EXERCISE GOAL: Please rewrite the lines from the line with "One marker per instance of the metal" up to and including the line with "[(628, 414), (819, 389)]", switching "tuples" to "pairs" wherever it occurs and leaving everything else unchanged.

Entries from a data collection:
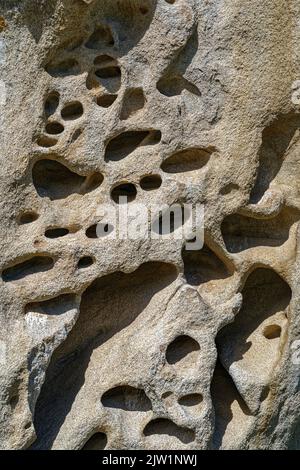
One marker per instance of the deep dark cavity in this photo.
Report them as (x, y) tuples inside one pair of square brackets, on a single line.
[(72, 111), (163, 426), (171, 219), (187, 160), (151, 182), (124, 144), (54, 180), (203, 266), (97, 442), (56, 232), (53, 307), (134, 101), (173, 82), (101, 37), (105, 101), (35, 264), (180, 348), (125, 190), (276, 140), (126, 398), (51, 103), (241, 233), (28, 217), (85, 262)]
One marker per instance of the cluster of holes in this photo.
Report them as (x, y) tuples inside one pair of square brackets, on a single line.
[(69, 112)]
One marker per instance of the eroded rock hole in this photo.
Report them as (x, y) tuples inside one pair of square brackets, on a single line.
[(105, 101), (85, 262), (203, 266), (276, 141), (150, 182), (163, 426), (28, 217), (63, 68), (102, 36), (34, 265), (186, 160), (170, 220), (51, 104), (97, 442), (126, 190), (109, 308), (272, 331), (99, 230), (56, 232), (232, 416), (54, 128), (72, 111), (243, 343), (112, 71), (54, 180), (191, 401), (53, 307), (126, 398), (46, 142), (133, 102), (241, 233), (173, 81), (124, 144), (182, 349)]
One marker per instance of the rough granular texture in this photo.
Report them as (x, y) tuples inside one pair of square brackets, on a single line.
[(144, 344)]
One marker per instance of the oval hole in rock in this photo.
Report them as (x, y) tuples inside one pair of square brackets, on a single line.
[(102, 36), (85, 262), (54, 128), (105, 101), (56, 232), (72, 111), (105, 60), (127, 190), (192, 400), (64, 68), (54, 180), (133, 102), (183, 348), (272, 331), (97, 442), (51, 103), (46, 142), (56, 306), (99, 230), (150, 182), (112, 71), (127, 142), (170, 220), (186, 160), (144, 10), (126, 398), (163, 426), (34, 265), (28, 217)]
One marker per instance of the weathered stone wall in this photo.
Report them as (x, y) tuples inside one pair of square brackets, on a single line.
[(143, 344)]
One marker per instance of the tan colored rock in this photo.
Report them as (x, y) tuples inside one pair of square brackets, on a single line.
[(122, 343)]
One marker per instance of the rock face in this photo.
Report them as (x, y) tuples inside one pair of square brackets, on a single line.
[(122, 343)]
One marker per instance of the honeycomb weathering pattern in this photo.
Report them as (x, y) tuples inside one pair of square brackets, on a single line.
[(130, 344)]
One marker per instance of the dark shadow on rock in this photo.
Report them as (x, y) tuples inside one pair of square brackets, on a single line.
[(108, 306)]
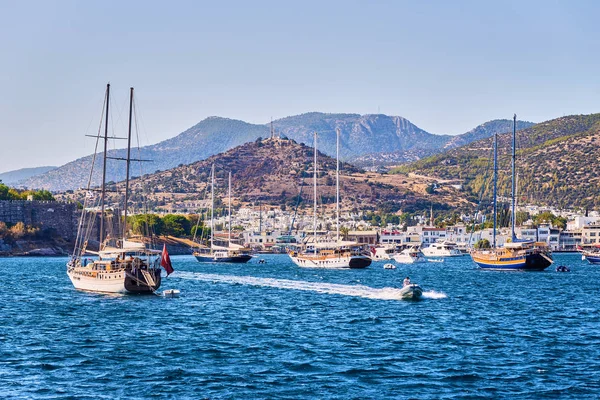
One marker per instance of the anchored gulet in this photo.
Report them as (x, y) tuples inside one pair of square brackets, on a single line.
[(120, 265), (327, 253), (233, 253), (517, 255)]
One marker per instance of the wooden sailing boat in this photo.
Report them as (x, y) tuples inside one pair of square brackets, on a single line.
[(328, 253), (233, 253), (517, 255), (120, 265)]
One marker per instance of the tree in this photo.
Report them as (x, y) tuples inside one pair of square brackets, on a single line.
[(344, 232), (176, 225), (144, 224)]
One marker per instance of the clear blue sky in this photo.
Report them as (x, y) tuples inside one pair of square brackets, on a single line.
[(445, 65)]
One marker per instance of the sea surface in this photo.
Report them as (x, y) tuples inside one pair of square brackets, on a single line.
[(274, 330)]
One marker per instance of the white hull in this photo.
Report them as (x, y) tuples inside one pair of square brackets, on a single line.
[(406, 259), (107, 282), (341, 262), (331, 262)]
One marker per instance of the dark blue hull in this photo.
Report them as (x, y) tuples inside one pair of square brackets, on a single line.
[(530, 262)]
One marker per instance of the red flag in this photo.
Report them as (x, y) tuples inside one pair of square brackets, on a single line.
[(165, 261)]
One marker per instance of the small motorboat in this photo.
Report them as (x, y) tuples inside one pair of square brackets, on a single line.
[(411, 291), (171, 293)]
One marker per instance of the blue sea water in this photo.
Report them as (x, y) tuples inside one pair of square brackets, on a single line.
[(274, 330)]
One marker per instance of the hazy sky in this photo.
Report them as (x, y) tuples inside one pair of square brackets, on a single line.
[(447, 66)]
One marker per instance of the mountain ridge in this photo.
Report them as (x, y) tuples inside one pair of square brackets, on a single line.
[(554, 163), (360, 134)]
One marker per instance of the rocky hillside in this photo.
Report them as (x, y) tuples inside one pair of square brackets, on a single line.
[(420, 151), (556, 162), (360, 135), (12, 177), (275, 171)]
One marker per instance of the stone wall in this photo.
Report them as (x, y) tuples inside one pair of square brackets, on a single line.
[(60, 217)]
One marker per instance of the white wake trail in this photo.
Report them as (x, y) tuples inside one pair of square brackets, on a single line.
[(386, 293)]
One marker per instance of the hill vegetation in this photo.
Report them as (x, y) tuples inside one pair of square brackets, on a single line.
[(279, 172), (556, 163)]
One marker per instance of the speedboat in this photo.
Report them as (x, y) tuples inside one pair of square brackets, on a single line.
[(382, 253), (171, 293), (411, 291), (409, 256), (435, 260)]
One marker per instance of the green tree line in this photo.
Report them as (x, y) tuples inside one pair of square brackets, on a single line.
[(8, 193)]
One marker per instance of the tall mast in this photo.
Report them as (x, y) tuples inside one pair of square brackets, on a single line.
[(102, 198), (337, 182), (495, 183), (260, 218), (315, 196), (229, 208), (513, 194), (212, 207), (128, 163)]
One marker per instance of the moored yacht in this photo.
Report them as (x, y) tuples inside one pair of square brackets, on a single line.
[(442, 249), (410, 255), (120, 265), (517, 255), (330, 253), (233, 253), (383, 252)]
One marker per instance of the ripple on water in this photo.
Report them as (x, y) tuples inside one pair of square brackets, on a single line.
[(277, 331)]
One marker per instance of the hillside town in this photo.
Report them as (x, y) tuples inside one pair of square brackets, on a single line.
[(269, 229)]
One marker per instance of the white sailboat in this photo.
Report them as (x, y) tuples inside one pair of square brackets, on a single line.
[(442, 249), (329, 253), (411, 255), (120, 265)]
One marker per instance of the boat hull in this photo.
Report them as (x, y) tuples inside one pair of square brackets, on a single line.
[(411, 292), (114, 282), (592, 258), (344, 262), (244, 258), (529, 262)]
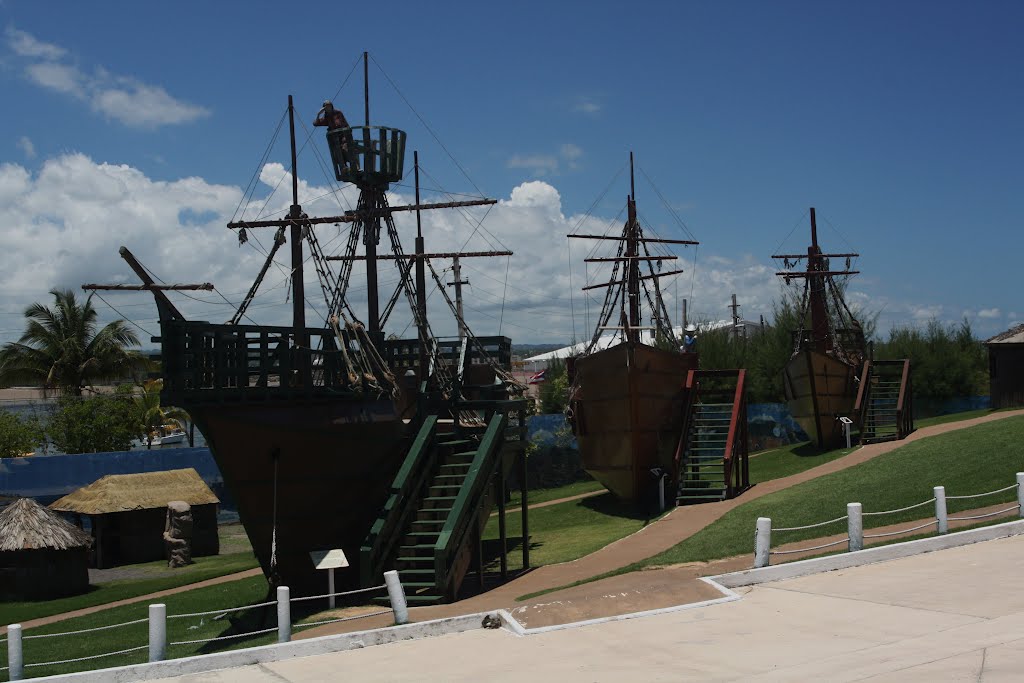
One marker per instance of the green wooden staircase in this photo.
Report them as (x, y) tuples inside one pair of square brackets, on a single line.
[(712, 458), (884, 402), (430, 526)]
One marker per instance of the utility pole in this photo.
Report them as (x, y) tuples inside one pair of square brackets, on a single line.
[(735, 317), (459, 282)]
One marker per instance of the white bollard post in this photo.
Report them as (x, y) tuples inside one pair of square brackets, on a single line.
[(855, 526), (158, 632), (940, 509), (397, 596), (284, 614), (15, 663), (762, 543), (1020, 493)]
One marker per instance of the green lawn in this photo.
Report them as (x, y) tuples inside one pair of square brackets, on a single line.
[(205, 567), (566, 530)]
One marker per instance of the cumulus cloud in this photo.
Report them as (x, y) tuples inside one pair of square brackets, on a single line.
[(123, 98), (27, 147)]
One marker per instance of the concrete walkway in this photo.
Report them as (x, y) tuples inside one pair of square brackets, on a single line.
[(945, 615)]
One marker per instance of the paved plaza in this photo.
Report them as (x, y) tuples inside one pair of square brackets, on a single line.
[(946, 615)]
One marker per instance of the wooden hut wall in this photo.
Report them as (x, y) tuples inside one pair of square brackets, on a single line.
[(41, 574), (1006, 372), (137, 536)]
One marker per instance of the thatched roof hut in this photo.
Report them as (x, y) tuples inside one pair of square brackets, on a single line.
[(124, 493), (128, 513), (41, 555)]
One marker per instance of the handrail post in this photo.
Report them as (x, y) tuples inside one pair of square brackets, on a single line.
[(158, 632), (941, 517), (855, 526), (284, 614), (15, 660), (762, 543)]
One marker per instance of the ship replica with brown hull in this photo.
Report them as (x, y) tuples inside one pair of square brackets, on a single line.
[(310, 425), (627, 388)]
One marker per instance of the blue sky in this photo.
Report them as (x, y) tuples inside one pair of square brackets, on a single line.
[(902, 123)]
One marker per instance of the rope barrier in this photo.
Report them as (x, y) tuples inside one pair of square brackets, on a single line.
[(75, 633), (905, 530), (223, 611), (344, 619), (329, 595), (991, 493), (804, 550), (799, 528), (989, 514), (91, 656), (228, 637), (889, 512)]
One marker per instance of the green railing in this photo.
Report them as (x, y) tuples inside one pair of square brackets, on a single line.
[(401, 503), (463, 513)]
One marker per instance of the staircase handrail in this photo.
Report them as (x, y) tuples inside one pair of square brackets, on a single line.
[(863, 395), (412, 475), (474, 486)]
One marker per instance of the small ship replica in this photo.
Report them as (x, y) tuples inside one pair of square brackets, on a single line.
[(829, 381), (334, 436), (651, 427)]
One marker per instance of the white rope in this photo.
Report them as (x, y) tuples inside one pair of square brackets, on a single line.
[(91, 656), (223, 611), (798, 528), (990, 514), (344, 619), (905, 530), (233, 635), (889, 512), (75, 633), (804, 550), (991, 493), (328, 595)]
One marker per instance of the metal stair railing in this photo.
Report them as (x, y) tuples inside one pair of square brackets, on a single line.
[(463, 513), (402, 502)]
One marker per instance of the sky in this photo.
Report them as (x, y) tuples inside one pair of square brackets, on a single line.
[(146, 125)]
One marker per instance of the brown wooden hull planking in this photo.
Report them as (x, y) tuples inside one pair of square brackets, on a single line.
[(628, 414), (819, 389)]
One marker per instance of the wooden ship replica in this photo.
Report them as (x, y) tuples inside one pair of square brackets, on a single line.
[(651, 427), (333, 436), (829, 376)]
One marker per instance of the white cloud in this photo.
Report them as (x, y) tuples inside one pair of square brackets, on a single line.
[(25, 45), (27, 147), (123, 98)]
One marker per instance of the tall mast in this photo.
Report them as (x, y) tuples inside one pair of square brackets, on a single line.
[(633, 262), (372, 233), (298, 293), (421, 276), (820, 326)]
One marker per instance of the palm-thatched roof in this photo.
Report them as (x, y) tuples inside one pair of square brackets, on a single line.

SOLUTION TO THIS EXERCISE:
One marker per instance of the metal stair railing in this photo.
Report them as (x, y) pairs inside one pair of square brackets, on a single line.
[(463, 513), (402, 502)]
One marker per instance of the sky in this photo.
Report them as (x, y) pairs inside one pair of square brackets, on a single line.
[(146, 125)]
One marker per instance of the brown wooden hull planking in this photo.
Report them as (x, y) pairs inside one pair of square brackets, on a single line.
[(628, 414), (819, 389)]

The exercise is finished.